__Exercise__. Print the data below verbatim, with every line and character unchanged.
-- START OF Provided records --
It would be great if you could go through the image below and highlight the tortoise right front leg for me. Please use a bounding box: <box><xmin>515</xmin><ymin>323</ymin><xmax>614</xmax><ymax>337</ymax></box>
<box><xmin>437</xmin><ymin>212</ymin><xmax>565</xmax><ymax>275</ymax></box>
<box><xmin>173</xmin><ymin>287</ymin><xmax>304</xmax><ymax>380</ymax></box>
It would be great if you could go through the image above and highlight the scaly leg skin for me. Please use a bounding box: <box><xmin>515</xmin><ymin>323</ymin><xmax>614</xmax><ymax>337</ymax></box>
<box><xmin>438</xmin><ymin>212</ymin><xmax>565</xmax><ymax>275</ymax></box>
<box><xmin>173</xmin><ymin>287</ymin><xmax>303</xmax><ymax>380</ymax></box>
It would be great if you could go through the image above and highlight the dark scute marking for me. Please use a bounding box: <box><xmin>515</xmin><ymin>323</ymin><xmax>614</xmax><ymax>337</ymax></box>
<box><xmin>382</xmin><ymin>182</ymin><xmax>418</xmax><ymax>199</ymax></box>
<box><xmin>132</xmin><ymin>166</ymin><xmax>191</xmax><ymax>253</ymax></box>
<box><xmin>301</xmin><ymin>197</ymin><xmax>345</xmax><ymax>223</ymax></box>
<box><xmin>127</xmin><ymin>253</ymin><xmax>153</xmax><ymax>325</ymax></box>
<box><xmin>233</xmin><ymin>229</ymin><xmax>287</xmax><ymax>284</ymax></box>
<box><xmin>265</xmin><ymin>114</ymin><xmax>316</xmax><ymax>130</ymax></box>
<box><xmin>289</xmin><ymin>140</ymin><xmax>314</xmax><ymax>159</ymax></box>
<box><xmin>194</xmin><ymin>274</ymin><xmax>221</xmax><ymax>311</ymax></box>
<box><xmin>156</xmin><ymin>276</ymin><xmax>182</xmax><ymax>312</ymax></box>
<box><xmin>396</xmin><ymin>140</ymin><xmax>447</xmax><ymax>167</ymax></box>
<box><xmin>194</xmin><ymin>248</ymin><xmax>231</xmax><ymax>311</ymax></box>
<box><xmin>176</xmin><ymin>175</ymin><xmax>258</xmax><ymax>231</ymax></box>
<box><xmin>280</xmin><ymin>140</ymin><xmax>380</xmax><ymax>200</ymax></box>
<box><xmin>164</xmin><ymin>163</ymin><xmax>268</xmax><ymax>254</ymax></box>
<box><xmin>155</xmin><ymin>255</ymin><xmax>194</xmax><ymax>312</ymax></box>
-- END OF Provided records --
__Solution for this exercise__.
It would be great if you could go through the image below and highlight the tortoise right front leg for me. Please use a bounding box: <box><xmin>515</xmin><ymin>323</ymin><xmax>614</xmax><ymax>337</ymax></box>
<box><xmin>437</xmin><ymin>212</ymin><xmax>565</xmax><ymax>275</ymax></box>
<box><xmin>173</xmin><ymin>287</ymin><xmax>304</xmax><ymax>380</ymax></box>
It would be great if you could go through the image above and highlight the scaly leg skin for me. Please use a bounding box: <box><xmin>515</xmin><ymin>323</ymin><xmax>614</xmax><ymax>337</ymax></box>
<box><xmin>438</xmin><ymin>212</ymin><xmax>565</xmax><ymax>275</ymax></box>
<box><xmin>173</xmin><ymin>287</ymin><xmax>303</xmax><ymax>380</ymax></box>
It would be great if you could go through the image above and highlight the dark scute marking for me. Please use a bounding box: <box><xmin>515</xmin><ymin>323</ymin><xmax>614</xmax><ymax>337</ymax></box>
<box><xmin>382</xmin><ymin>182</ymin><xmax>418</xmax><ymax>199</ymax></box>
<box><xmin>132</xmin><ymin>166</ymin><xmax>191</xmax><ymax>253</ymax></box>
<box><xmin>301</xmin><ymin>197</ymin><xmax>345</xmax><ymax>223</ymax></box>
<box><xmin>127</xmin><ymin>253</ymin><xmax>153</xmax><ymax>325</ymax></box>
<box><xmin>233</xmin><ymin>229</ymin><xmax>287</xmax><ymax>284</ymax></box>
<box><xmin>265</xmin><ymin>114</ymin><xmax>316</xmax><ymax>130</ymax></box>
<box><xmin>289</xmin><ymin>140</ymin><xmax>314</xmax><ymax>159</ymax></box>
<box><xmin>194</xmin><ymin>274</ymin><xmax>221</xmax><ymax>311</ymax></box>
<box><xmin>156</xmin><ymin>276</ymin><xmax>182</xmax><ymax>312</ymax></box>
<box><xmin>396</xmin><ymin>140</ymin><xmax>447</xmax><ymax>167</ymax></box>
<box><xmin>194</xmin><ymin>248</ymin><xmax>231</xmax><ymax>311</ymax></box>
<box><xmin>176</xmin><ymin>175</ymin><xmax>258</xmax><ymax>231</ymax></box>
<box><xmin>280</xmin><ymin>140</ymin><xmax>380</xmax><ymax>200</ymax></box>
<box><xmin>164</xmin><ymin>163</ymin><xmax>268</xmax><ymax>254</ymax></box>
<box><xmin>155</xmin><ymin>255</ymin><xmax>194</xmax><ymax>312</ymax></box>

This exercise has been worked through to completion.